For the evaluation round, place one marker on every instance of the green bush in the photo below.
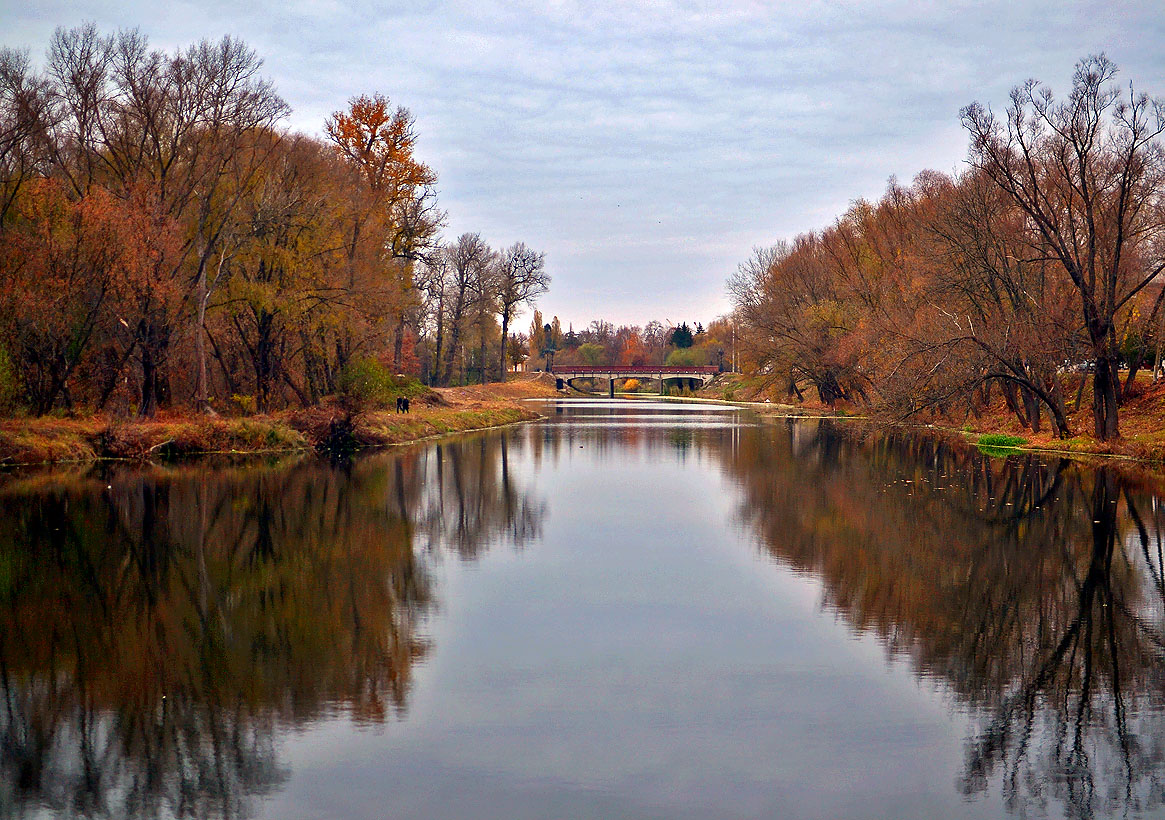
(1001, 440)
(1000, 445)
(9, 384)
(686, 357)
(369, 382)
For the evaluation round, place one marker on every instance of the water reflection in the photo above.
(160, 629)
(1032, 592)
(164, 633)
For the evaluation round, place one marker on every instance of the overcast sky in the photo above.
(645, 147)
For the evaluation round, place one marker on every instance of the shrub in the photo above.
(9, 386)
(1000, 445)
(367, 381)
(686, 357)
(245, 403)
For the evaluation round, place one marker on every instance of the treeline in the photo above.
(1033, 273)
(601, 343)
(166, 240)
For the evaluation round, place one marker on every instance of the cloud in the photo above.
(648, 146)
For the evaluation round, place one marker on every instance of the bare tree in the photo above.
(522, 278)
(1086, 171)
(470, 259)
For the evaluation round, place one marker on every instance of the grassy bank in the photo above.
(437, 412)
(1142, 421)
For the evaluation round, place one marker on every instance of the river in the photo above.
(628, 610)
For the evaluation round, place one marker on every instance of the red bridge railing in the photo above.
(630, 369)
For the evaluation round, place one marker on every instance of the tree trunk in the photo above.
(501, 369)
(1106, 424)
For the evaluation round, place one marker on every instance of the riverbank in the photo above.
(437, 412)
(1142, 422)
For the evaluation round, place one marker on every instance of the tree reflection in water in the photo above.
(161, 628)
(1033, 592)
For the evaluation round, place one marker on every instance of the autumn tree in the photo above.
(1087, 171)
(395, 221)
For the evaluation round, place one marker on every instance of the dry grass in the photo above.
(39, 440)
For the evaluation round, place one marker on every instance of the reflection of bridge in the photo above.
(564, 374)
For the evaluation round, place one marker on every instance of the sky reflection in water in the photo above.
(640, 612)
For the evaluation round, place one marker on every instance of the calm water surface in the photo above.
(630, 610)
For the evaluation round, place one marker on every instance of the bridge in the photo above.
(565, 374)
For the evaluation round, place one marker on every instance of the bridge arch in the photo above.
(566, 374)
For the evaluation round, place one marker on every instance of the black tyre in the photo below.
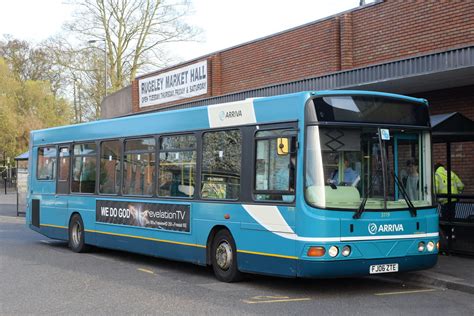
(224, 257)
(76, 234)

● **Task objective**
Starting with the line containing "riverbank in the photo above." and going on through the end of the records, write out every line again, requests included, with each coordinate in the answers multiplied by 0.8 and rounded to a whole number, halves rounded up. Leave the pictures out.

● **The answer**
For the evaluation round, place one marker on every instance of the riverbank in the photo above.
(350, 330)
(914, 338)
For the evaluation round, place one marker on every instance of the tree reflection in water in the photo above.
(129, 502)
(826, 474)
For the evaluation round, place one marker on every instance of the autumn tree in the photo above.
(870, 137)
(316, 177)
For the evaluation round, place one marker on every instance of the dry grass in the photo above.
(31, 352)
For the evaluation round, place one marker on every instance of the reflection of bridge in the photo above.
(451, 299)
For the evaluation round, place one marker on every instance of the sky reflection in water in the photo above.
(512, 490)
For the evaluation round, place one marker on every instance of the calm water surface in the photo above.
(504, 488)
For the evaluation round, place one marker on every instance of the bridge in the photo above.
(452, 299)
For the evaluation round, place one marker on every instance of the bridge arch in the photo above.
(453, 299)
For the evaluation round, place one marker on every instance of the black tyre in the photo below.
(179, 206)
(61, 187)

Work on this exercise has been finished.